▶ **Exercise instructions**
Please count how many lines in the rows below contain the string "mountain", with case taken into account, and reply with that number alone.

(Excerpts from point annotation data)
- - - -

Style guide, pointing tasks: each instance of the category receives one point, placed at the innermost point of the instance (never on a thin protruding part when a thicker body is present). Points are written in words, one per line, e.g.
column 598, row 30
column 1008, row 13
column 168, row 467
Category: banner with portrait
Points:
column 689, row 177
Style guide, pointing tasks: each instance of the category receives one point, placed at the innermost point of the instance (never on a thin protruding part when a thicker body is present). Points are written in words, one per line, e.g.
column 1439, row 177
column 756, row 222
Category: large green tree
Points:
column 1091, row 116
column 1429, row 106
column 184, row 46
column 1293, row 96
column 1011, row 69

- - - -

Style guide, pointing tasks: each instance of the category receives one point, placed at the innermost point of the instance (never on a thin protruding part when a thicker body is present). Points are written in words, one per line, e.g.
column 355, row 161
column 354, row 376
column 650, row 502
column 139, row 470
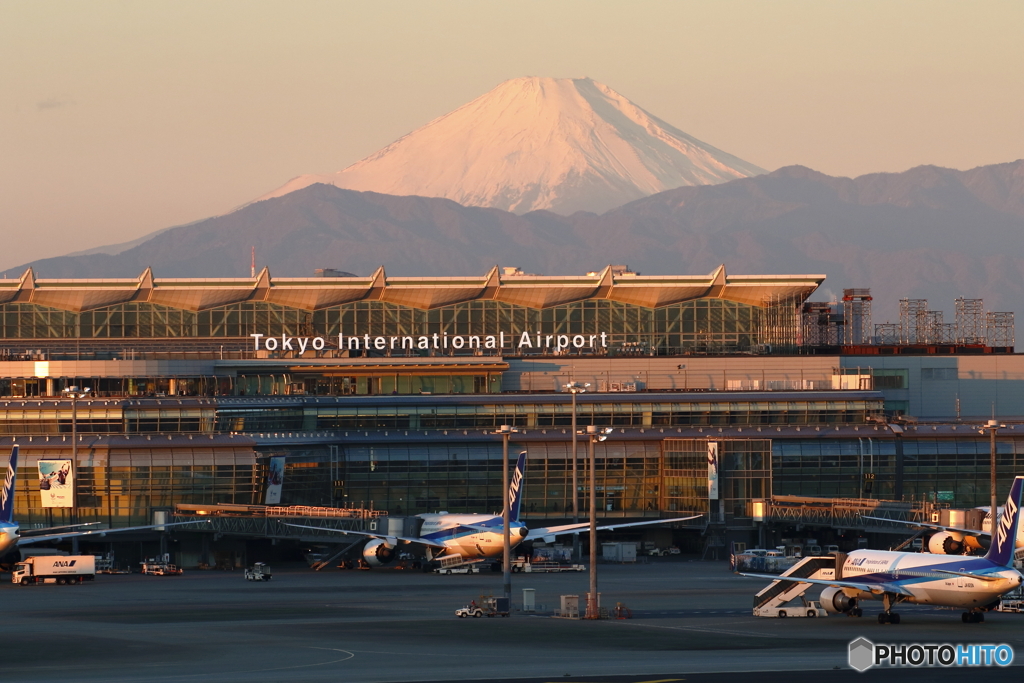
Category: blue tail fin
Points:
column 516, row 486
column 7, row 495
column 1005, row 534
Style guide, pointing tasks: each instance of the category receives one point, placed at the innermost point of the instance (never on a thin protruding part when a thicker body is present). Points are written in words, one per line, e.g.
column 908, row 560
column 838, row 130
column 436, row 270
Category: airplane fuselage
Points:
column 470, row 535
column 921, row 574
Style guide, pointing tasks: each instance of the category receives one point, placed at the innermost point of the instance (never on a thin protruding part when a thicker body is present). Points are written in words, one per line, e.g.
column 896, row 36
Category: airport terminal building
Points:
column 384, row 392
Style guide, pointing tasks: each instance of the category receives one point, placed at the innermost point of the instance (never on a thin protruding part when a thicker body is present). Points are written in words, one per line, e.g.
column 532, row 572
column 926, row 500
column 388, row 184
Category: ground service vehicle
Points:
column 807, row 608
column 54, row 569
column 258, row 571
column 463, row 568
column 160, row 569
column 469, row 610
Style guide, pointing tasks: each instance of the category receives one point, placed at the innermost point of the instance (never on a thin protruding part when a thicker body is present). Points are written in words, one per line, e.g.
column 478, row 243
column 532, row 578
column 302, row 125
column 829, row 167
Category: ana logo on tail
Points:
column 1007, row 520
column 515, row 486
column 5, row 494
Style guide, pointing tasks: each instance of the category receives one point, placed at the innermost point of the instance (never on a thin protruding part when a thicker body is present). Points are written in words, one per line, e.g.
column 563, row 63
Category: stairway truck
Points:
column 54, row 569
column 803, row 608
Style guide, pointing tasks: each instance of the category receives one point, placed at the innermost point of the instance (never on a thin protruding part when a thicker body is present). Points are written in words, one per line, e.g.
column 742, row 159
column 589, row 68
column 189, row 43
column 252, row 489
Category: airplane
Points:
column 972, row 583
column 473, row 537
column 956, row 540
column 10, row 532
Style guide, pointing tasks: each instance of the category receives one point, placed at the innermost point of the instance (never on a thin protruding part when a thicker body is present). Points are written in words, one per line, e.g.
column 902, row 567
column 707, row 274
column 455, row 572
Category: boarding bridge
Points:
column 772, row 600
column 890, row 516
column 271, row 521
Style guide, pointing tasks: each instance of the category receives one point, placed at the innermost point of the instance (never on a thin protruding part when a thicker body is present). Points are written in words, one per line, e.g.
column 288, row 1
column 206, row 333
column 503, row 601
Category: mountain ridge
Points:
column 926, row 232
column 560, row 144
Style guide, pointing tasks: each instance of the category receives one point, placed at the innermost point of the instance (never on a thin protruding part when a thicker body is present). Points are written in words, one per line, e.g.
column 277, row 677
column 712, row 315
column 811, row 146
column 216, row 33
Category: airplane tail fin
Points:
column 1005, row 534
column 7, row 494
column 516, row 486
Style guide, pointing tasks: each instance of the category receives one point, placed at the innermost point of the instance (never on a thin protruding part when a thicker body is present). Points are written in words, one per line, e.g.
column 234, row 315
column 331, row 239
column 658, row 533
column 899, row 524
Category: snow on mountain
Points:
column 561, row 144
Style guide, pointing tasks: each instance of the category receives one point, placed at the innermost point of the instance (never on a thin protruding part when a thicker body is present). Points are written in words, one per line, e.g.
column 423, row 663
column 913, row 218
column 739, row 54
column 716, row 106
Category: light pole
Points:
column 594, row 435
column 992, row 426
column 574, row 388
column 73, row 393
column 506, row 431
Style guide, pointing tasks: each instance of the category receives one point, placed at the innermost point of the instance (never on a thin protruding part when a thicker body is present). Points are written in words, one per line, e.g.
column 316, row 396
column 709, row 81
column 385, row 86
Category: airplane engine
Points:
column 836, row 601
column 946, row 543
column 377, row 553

- - - -

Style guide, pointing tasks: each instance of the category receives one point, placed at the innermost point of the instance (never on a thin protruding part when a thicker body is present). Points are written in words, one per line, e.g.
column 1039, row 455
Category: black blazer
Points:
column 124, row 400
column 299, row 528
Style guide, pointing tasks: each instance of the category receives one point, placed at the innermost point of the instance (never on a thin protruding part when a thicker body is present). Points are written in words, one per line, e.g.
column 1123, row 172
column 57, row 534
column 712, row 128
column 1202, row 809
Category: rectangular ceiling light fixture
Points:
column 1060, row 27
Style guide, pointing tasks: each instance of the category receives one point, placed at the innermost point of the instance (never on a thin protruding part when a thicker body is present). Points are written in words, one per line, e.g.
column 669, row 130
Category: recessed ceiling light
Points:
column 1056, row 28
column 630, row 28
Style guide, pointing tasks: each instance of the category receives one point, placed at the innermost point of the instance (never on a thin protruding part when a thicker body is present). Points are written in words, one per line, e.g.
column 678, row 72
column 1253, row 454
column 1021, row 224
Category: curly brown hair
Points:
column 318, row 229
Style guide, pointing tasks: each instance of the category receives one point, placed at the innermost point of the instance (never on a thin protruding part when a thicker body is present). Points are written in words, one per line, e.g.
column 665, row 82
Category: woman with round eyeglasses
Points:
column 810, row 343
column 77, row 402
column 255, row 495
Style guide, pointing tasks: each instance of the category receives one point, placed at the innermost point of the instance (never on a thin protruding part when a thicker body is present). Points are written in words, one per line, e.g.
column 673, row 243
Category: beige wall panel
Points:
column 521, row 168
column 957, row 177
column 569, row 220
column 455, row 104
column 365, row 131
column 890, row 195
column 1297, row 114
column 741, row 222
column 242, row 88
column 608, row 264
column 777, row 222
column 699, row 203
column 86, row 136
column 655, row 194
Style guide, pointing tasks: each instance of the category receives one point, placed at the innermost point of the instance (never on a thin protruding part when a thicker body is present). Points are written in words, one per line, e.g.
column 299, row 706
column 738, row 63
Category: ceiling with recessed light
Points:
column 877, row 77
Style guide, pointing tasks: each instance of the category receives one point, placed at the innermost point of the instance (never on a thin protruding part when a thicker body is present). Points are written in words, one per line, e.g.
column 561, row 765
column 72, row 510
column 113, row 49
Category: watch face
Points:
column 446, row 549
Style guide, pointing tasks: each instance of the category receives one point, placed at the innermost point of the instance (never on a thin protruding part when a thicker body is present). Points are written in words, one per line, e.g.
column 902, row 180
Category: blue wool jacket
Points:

- - - -

▶ **Problem solution**
2